#### [Exercises to complete]
1 – Summarize the passage on Tatum in three sentences.
2 – Return, word for word, the stretch of the passage on Tatum from "Tatum made his" through "off the throne.".

#### [Document text]

- - -

Tatum made his mark immediately in a legendary “cutting contest,” where musicians try to outplay each other, in Harlem by playing a version of “Tiger Rag” that knocked Willie “The Lion” Smith and two of Tatum’s idols, Waller and Johnson, off the throne.

One night Tatum walked into the Yacht Club on West 52nd Street while Waller was performing. After the song, Waller announced: “I just play the piano, but God is in the house tonight.”

Not only did Tatum have the ability to play with blinding speed, sending cascades of solo notes flying from his right hand while brisk, sturdy chords resonated from the left, but he also played with stunning clarity, every note precisely articulated.

And his improvisational skills were dazzling, taking brilliant new approaches to the same songs every time.

“When I was 13 years old,” said Green, the 34-year-old jazz piano ace, “my parents bought me the reissues of the solo recordings that Tatum had recorded for [producer and record owner] Norman Granz.

- - -

#### [Data provided]

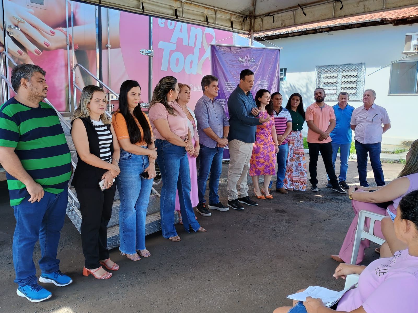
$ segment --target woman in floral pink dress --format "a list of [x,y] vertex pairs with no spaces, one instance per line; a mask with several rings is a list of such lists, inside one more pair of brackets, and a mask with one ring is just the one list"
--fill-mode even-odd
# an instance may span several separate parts
[[[271,177],[275,175],[275,167],[276,154],[278,152],[277,134],[274,127],[273,106],[270,101],[270,92],[260,89],[255,94],[255,104],[260,109],[260,117],[271,119],[268,122],[257,126],[255,142],[252,147],[252,154],[250,160],[250,175],[254,185],[254,193],[259,199],[272,199],[268,192],[268,185]],[[258,180],[260,175],[264,175],[264,187],[260,190]]]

- - -

#### [Exercise solutions]
1 – Tatum made his mark in a Harlem cutting contest, where his version of "Tiger Rag" beat Willie "The Lion" Smith, Waller and Johnson, and Waller once told an audience at the Yacht Club that God was in the house when Tatum walked in. Tatum played with blinding speed and stunning clarity, and his improvisations took brilliant new approaches to the same songs every time. Green, a 34-year-old jazz pianist, recalls that at 13 his parents bought him reissues of the solo recordings Tatum made for Norman Granz.

2 –
Tatum made his mark immediately in a legendary “cutting contest,” where musicians try to outplay each other, in Harlem by playing a version of “Tiger Rag” that knocked Willie “The Lion” Smith and two of Tatum’s idols, Waller and Johnson, off the throne.